Point-per-instance localization data:
┌────────
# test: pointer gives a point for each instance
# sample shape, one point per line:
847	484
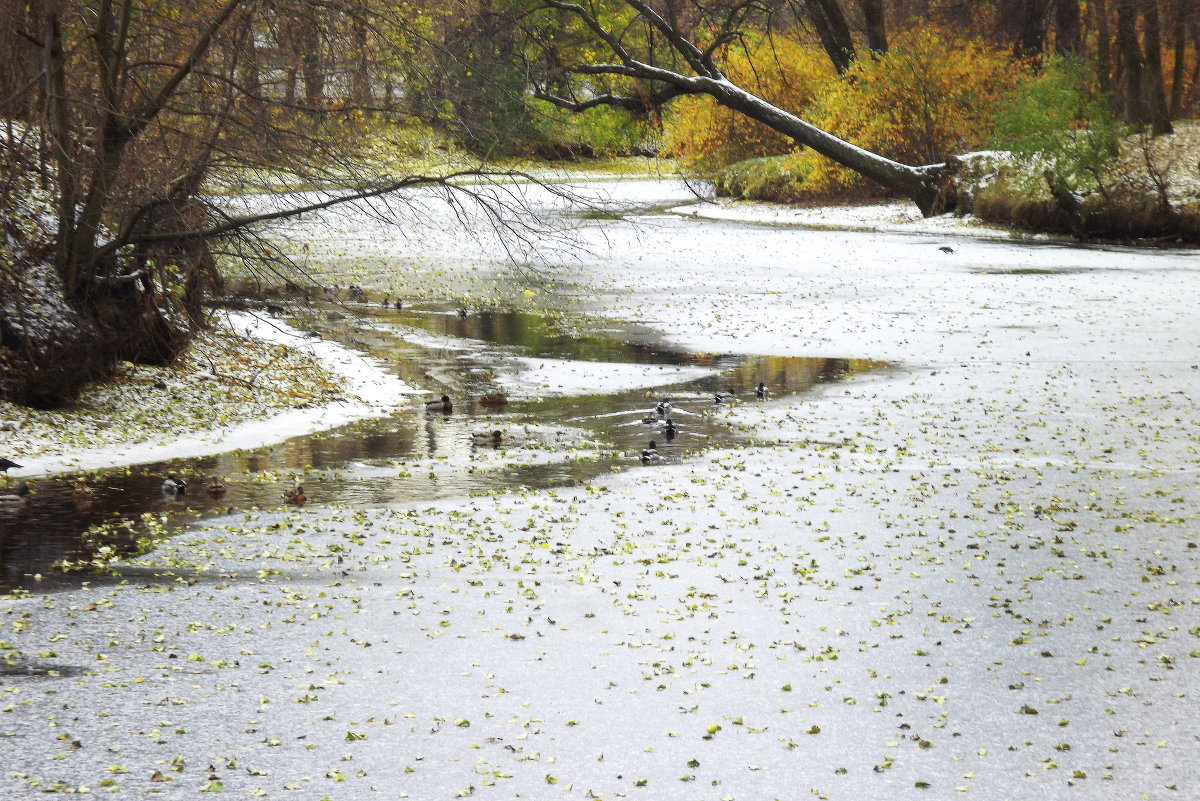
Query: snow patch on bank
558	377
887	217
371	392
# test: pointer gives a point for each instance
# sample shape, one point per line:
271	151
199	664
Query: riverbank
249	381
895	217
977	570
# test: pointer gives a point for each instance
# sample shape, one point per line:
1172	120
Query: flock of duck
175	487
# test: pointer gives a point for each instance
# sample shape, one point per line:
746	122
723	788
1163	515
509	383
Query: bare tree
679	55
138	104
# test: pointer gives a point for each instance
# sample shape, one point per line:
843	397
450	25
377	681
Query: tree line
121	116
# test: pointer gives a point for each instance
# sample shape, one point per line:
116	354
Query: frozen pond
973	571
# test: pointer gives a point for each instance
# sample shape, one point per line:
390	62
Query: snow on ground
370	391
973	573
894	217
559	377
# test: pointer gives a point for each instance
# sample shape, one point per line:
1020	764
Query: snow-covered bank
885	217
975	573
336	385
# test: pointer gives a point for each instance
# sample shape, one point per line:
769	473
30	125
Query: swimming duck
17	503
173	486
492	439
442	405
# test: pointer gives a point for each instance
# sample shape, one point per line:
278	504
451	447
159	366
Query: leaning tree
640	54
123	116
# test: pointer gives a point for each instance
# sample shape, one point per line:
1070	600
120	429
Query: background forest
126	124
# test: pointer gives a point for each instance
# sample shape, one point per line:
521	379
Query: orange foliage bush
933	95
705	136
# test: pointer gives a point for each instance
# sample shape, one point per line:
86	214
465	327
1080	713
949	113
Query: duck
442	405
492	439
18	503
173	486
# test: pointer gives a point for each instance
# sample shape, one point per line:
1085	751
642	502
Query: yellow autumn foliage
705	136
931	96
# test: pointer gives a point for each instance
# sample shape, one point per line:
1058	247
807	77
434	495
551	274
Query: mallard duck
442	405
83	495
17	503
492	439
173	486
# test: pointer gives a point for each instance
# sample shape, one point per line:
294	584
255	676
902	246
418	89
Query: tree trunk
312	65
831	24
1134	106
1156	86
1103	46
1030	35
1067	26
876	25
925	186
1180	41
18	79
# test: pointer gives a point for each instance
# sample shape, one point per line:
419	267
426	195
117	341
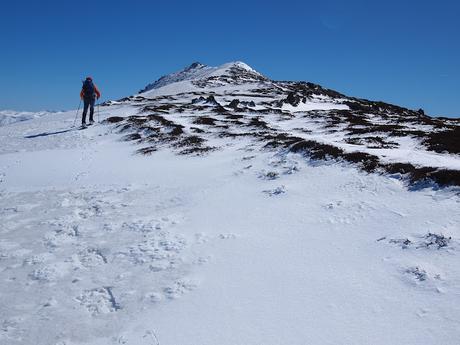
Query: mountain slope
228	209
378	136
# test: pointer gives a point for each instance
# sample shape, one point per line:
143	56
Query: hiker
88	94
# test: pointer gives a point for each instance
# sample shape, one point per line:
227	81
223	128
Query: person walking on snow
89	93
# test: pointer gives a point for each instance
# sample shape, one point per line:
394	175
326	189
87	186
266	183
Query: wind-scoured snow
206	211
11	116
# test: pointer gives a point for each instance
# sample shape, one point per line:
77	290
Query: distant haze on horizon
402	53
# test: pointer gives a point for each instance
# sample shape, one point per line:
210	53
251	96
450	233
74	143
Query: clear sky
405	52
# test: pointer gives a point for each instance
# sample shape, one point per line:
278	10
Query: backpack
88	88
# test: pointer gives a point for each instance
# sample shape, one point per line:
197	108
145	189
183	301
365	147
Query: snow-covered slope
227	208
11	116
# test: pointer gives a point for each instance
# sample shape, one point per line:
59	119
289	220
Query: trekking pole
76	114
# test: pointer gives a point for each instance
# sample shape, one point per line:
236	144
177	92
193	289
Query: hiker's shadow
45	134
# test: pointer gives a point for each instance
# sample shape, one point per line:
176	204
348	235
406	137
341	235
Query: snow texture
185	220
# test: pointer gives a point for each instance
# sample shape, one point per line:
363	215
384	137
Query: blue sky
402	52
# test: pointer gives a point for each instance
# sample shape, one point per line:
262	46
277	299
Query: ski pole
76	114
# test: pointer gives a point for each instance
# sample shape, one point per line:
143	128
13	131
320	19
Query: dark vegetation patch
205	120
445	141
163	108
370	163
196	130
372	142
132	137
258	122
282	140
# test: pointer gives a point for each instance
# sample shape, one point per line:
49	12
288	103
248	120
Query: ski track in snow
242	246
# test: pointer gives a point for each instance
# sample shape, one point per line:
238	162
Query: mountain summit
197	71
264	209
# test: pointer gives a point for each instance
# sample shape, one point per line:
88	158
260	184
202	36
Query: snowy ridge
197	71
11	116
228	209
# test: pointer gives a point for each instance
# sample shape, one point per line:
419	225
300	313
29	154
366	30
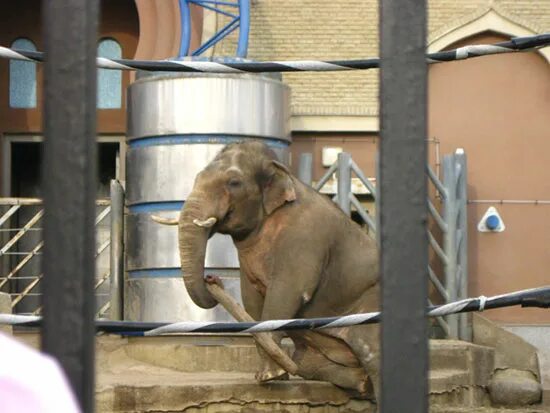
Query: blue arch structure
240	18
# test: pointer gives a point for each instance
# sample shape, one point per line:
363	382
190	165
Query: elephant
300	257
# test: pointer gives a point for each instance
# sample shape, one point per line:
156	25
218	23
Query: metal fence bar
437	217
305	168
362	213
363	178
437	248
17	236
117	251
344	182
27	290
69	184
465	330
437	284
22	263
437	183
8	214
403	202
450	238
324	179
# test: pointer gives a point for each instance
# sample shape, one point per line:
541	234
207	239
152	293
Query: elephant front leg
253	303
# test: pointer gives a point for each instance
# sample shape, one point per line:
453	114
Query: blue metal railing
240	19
└────────
*TASK GOAL*: Every line above is to be repeated exactly, but no picture is to appear in the copy.

*OUTPUT FOR THIS TASK*:
# test: pointer gives a point for each instance
# sample shape, one point per line:
847	484
Query: snow patch on bank
558	377
887	217
371	392
# test: pointer gives a point for each instance
# sample shape, one point per line:
271	151
199	664
Query: riverbank
249	381
895	217
977	570
# test: pointer gives a point for each instance
# sample shape, one point per line:
1172	120
Query: flock of duck
175	487
# test: pointer gives a point for each instance
# sample shape, one point per line:
746	122
723	788
1163	515
509	383
Query: bare tree
679	55
138	104
# test: pointer gives a point for each instance
# sample shape, one point per line:
843	397
450	25
377	681
Query: tree line
121	116
# test: pointer gives a point for each instance
# sample shape, one point per line:
116	354
Query: frozen pond
973	571
# test: pointer gives a point for each instance
# sample shape, one point per line:
390	62
Query: snow on ground
370	391
973	573
894	217
559	377
# test: pointer gives a point for each instance
# sample shape, one point per line:
1020	764
Query: snow-covered bank
885	217
975	573
336	385
# test: pointer gives a point for each instance
# sample shape, one point per line:
769	473
30	125
Query: swimming duck
17	503
173	486
492	439
442	405
# test: pointer gives a point for each instance
# sample shape, one point per line:
278	504
451	447
159	366
Query: leaning tree
640	54
123	116
# test: pointer gives a point for each instance
# sample shape, one point per line:
1070	600
120	429
Query: background forest
126	124
# test: pointer gives a point for each instance
# sample shape, one point per line:
521	379
Query: orange foliage bush
933	95
705	136
# test: pointer gives a point for each instance
# sample shape, one point per line:
86	214
465	327
1080	713
949	113
Query: duck
442	405
492	439
18	503
173	486
# test: pointer gives a point for each instance
# sample shape, one point per line:
1085	751
642	502
Query: yellow autumn foliage
705	136
931	96
# test: pointer gives a point for each instance
# sample shape, one point per line:
1058	247
807	77
434	495
551	274
Query: mallard duck
442	405
83	495
17	503
492	439
173	486
# test: pointer gives a point for each instance
# sample shape, one point per line:
294	584
255	676
902	246
418	89
Query: tree trunk
312	65
831	24
1134	106
1156	86
1103	46
1030	35
1067	26
876	25
925	186
1180	41
18	79
# test: pointer gives a point for each instance
# sample shape, one point per line:
419	267
426	195
117	341
Query: mountain slope
228	209
378	136
# test: pointer gives a point for each instance
# sample shape, one point per line:
143	56
Query: hiker
88	94
# test: pointer gives a point for each instance
# sample shape, one point per line:
227	81
223	128
Query: person walking on snow
89	93
# test: pointer gives a point for each instance
# sample shape, one point per line:
394	175
326	189
87	186
266	183
Query: wind-scoured snow
206	211
11	116
# test: pointer gives a point for each instance
# sample shape, one point per line:
77	290
Query: distant haze on horizon
402	53
# test: pointer gives a point for each instance
# sample shape, one point per line:
210	53
251	96
450	233
74	143
Query: clear sky
405	52
# test: pointer gives a point for each instance
# sample shape, one point per line:
278	10
Query: backpack
88	88
# test: pointer gives a point for each instance
# sample shape, one point per line:
197	108
145	189
183	301
365	147
Query: snow-covered slope
227	208
11	116
# test: pointer gives a point for each instance
# sample shape, one point per line:
59	119
289	220
Query: trekking pole
76	114
# test: pointer gives a point for each instance
# sample shape, one point per line:
236	144
177	92
193	289
Query: hiker's shadow
45	134
# test: pointer gives a point for each instance
# sample shape, one point per line:
176	204
348	235
406	137
341	235
Query: snow texture
185	220
# test: pointer gives a point for each instance
# sample shape, one point per line:
363	215
384	137
Query: blue sky
402	52
# test: pointer gives a point for each instance
# sample shape, one point per line:
262	46
277	299
Query: ski pole
76	114
# test: pointer gives a point for each instance
# sample shape, one point per line:
143	128
13	131
320	19
Query: dark vegetation patch
205	120
445	141
163	108
370	163
196	130
372	142
132	137
258	122
282	140
# test: pointer gives a point for each instance
# sample shape, one point per line:
49	12
288	103
248	120
Query: ski track in snow
242	246
# test: pointer gives a point for each instance
# sample shape, one point per line:
238	162
Query: mountain summit
197	71
264	209
# test: pointer gives a point for each instance
# sample shape, one point per line:
88	158
260	184
202	36
Query: snowy ridge
197	71
11	116
228	209
# test: pointer gives a point for each instance
# sample shape, one point per line:
419	225
300	313
29	154
366	30
Query: blue arch structure
240	18
# test: pointer gives a point for each instance
# sample shape, one point per line:
363	382
190	165
Query: elephant
300	257
# test: pointer gives a point for each instance
# sample shape, one point per line:
156	25
218	23
Query: metal fence bar
437	217
305	168
362	213
363	178
437	248
17	236
117	251
344	182
27	290
69	184
465	330
437	284
22	263
437	183
8	214
403	202
450	238
324	179
# test: pointer gives a point for each instance
# sample shape, one point per line:
541	234
207	239
152	293
Query: elephant front leg
253	303
# test: pointer gives a point for each instance
# sample shape, one point per line:
453	114
Query: blue metal railing
240	19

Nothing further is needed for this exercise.